Saved entries
>>>>

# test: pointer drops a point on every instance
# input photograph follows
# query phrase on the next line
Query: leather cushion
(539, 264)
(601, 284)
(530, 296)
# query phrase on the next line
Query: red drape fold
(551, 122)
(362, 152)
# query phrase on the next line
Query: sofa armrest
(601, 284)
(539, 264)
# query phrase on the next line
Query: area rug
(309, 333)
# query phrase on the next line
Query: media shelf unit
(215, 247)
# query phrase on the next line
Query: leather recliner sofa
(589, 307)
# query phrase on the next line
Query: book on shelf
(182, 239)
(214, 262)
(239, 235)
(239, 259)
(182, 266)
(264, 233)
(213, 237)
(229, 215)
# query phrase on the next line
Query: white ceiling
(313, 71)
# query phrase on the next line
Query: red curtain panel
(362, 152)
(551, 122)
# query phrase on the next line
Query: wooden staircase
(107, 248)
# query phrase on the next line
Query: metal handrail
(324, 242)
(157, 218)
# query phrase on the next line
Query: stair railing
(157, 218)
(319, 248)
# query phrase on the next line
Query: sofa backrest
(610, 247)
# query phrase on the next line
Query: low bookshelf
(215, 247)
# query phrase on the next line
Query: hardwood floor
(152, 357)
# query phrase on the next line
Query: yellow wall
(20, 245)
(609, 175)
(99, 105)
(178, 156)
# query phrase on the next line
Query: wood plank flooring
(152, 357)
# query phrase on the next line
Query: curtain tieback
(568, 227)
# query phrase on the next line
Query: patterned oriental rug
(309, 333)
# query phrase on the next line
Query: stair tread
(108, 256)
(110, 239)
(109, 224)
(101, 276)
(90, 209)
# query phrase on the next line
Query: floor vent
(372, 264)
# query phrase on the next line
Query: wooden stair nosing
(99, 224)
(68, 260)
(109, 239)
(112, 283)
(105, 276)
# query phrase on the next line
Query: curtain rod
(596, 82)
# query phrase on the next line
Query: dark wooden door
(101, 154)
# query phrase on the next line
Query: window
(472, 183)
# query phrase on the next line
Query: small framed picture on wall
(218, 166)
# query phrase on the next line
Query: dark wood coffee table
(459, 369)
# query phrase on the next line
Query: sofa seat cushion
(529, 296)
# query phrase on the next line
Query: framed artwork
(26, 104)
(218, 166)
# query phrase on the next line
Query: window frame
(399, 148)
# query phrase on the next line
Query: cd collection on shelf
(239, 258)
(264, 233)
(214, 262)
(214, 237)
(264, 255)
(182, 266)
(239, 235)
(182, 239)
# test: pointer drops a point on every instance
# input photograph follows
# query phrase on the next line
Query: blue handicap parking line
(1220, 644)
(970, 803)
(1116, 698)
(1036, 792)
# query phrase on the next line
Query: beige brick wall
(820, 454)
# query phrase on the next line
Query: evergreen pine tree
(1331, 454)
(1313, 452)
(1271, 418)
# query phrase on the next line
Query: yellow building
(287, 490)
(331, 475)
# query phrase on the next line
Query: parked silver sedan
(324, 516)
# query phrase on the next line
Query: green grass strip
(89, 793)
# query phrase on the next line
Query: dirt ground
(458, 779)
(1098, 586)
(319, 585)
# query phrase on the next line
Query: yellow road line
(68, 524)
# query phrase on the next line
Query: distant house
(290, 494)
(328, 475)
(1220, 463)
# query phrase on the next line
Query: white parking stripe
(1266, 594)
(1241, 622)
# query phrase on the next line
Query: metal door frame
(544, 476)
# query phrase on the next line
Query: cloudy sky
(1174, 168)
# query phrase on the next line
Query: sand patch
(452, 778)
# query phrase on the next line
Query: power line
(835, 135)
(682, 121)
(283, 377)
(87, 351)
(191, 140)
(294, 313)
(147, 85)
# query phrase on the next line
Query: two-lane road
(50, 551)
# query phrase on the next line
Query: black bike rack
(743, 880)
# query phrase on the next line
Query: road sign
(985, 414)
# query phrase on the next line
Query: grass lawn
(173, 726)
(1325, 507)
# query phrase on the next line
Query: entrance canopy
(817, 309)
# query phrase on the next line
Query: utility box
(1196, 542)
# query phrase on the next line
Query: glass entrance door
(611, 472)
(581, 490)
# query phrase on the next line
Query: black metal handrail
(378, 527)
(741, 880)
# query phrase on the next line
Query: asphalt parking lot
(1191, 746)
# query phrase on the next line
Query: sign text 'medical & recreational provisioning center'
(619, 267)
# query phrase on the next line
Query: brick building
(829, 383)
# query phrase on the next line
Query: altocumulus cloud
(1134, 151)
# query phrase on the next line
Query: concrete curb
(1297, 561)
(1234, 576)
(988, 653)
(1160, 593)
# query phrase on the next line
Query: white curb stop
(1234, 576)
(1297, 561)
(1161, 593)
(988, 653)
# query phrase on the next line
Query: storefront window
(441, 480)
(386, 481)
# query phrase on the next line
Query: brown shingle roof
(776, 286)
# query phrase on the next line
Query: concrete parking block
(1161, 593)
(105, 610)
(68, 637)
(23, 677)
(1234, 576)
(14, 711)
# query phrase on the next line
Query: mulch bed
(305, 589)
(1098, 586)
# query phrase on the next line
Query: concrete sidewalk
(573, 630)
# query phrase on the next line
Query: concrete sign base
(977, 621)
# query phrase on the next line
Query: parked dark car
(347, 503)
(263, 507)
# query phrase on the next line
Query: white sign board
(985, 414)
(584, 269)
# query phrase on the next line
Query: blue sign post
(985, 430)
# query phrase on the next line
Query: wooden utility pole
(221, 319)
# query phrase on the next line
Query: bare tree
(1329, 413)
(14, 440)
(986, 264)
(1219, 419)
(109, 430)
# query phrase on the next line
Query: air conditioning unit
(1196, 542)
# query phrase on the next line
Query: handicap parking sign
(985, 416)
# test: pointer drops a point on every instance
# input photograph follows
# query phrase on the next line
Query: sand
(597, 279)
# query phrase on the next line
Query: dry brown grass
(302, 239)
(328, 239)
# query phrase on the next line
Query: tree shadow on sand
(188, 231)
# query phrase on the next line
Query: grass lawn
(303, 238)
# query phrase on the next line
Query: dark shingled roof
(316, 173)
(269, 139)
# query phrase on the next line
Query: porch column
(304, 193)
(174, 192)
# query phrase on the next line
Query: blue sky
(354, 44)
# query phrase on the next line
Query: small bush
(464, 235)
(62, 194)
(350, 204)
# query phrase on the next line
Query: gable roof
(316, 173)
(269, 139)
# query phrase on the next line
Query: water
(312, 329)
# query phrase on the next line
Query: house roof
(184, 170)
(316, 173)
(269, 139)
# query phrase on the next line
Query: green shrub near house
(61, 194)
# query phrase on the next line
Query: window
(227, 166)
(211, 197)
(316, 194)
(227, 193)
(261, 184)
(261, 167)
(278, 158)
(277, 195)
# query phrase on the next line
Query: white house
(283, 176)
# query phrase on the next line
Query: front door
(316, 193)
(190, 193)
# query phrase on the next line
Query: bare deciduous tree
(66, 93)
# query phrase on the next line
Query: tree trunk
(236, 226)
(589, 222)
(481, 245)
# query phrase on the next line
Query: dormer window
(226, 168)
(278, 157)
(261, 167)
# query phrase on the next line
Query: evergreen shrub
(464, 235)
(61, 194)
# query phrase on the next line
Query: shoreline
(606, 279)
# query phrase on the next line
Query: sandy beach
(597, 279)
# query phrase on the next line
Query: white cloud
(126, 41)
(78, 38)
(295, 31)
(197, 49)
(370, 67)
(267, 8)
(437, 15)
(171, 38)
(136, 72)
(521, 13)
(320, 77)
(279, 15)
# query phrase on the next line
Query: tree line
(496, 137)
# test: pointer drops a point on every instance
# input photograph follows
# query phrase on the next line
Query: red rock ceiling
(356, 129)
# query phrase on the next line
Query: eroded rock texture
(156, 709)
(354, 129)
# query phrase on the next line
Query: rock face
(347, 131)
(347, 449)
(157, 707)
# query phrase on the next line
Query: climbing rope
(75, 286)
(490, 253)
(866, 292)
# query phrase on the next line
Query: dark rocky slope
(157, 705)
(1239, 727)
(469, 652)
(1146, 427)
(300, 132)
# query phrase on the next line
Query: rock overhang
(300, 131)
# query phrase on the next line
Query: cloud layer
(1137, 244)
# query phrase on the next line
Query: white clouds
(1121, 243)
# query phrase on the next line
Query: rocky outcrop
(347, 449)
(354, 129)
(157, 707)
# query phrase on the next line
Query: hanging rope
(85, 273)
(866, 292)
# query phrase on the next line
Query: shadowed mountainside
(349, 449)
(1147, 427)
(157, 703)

<<<<

Task goal:
The answer should consist only of the lines from the one containing "Query: rocky outcrop" through the last line of the data, given again exactly.

Solution to the exercise:
Query: rocky outcrop
(347, 449)
(354, 129)
(157, 707)
# query phrase on the next line
Query: hanging rope
(85, 273)
(866, 292)
# query phrase on the next line
Query: shadowed mountainside
(349, 449)
(1147, 427)
(157, 703)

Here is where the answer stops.